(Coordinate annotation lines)
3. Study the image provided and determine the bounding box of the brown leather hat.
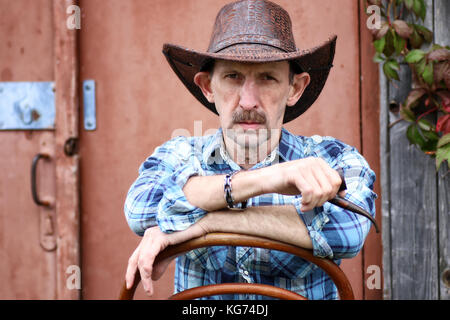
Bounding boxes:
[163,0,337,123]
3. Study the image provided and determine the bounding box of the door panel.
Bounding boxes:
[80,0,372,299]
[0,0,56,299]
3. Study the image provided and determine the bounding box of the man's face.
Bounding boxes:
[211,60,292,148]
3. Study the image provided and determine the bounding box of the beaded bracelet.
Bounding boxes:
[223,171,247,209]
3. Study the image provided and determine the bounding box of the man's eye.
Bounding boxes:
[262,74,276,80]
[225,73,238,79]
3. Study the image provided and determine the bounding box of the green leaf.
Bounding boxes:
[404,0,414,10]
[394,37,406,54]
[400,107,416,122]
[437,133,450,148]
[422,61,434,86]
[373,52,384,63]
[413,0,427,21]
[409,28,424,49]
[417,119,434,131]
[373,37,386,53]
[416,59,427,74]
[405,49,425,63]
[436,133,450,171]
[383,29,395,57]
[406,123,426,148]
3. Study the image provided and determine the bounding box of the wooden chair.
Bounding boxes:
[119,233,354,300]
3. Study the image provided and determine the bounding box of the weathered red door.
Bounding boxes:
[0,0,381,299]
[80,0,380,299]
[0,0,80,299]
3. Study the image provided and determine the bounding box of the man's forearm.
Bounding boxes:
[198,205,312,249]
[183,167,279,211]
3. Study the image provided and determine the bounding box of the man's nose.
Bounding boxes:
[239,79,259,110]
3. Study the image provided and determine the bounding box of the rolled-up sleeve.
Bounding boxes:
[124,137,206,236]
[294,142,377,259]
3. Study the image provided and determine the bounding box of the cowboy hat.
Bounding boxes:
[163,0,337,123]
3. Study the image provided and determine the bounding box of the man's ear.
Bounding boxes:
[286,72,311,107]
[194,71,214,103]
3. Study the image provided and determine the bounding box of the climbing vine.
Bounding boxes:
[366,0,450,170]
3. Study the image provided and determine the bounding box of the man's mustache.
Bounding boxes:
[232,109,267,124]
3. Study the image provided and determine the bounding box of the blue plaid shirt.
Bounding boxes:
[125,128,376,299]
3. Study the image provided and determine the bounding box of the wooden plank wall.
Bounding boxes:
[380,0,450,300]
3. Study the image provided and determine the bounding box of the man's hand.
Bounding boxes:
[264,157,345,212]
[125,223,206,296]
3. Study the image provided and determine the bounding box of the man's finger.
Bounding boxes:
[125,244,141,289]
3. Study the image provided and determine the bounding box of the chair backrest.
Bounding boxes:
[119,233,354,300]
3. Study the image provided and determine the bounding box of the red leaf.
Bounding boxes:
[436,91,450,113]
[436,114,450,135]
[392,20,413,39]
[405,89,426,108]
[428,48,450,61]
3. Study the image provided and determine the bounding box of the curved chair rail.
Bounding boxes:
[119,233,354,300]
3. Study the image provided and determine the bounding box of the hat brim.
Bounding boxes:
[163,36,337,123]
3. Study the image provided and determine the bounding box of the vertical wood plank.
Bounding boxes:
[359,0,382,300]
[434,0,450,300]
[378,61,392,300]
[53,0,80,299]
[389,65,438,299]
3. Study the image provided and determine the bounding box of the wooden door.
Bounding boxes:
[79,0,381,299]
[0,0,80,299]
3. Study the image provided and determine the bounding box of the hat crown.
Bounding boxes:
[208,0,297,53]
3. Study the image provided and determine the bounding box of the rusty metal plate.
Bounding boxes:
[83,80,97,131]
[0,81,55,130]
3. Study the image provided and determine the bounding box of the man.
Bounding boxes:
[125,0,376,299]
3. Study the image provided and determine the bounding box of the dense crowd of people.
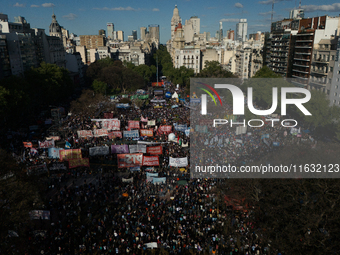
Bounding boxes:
* * *
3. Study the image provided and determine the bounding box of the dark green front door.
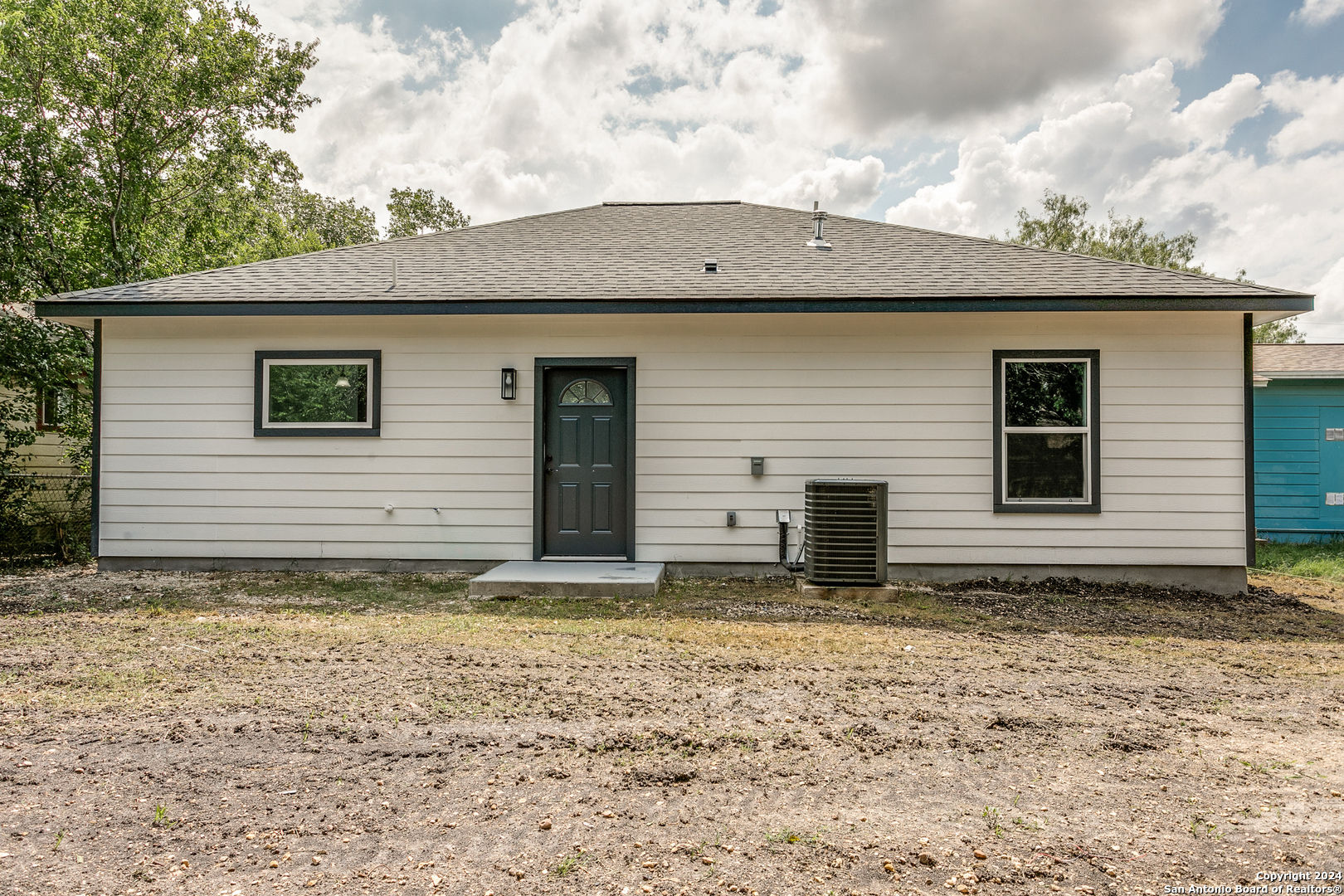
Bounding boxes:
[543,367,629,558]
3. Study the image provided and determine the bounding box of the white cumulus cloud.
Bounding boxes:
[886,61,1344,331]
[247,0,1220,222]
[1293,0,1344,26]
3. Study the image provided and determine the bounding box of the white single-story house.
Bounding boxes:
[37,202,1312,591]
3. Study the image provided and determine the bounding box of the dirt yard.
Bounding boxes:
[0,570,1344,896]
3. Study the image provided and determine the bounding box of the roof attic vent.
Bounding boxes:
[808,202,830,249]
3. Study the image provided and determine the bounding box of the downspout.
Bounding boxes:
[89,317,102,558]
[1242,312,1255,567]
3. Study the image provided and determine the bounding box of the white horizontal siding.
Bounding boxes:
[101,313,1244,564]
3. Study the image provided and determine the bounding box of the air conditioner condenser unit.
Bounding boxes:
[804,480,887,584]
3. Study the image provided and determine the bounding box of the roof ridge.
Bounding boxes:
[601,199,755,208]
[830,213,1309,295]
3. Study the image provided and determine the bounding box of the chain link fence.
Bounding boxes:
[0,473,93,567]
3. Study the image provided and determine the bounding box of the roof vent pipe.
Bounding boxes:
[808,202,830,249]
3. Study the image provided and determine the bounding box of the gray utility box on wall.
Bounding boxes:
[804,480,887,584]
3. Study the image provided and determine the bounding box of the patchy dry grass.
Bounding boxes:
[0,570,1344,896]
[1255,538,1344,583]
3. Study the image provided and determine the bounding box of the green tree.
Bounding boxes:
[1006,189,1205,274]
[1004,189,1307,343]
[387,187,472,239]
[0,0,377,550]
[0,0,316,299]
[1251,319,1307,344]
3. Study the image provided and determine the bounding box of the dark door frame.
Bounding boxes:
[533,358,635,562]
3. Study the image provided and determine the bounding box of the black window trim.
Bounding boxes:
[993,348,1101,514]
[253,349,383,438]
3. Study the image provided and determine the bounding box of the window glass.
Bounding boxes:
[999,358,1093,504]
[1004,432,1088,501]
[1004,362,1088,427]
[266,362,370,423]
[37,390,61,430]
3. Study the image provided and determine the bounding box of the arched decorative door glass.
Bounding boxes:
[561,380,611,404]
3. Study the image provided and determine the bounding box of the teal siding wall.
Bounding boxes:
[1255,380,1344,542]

REQUIRED WORK:
Can you format the lines from the one containing "brown leather hat." through the one containing "[0,0,56,299]", inclusive, as a Markdown table with the columns Row and Line, skipping any blank lines and leaving out the picture?

IN RESPONSE:
| Row | Line |
|---|---|
| 1 | 3. Study the image provided and determine the bounding box of the brown leather hat. |
| 2 | Bounding boxes: |
| 3 | [163,0,337,123] |
| 4 | 3. Study the image provided and determine the bounding box of the door panel. |
| 5 | Bounding boxes: |
| 6 | [80,0,372,299] |
| 7 | [0,0,56,299] |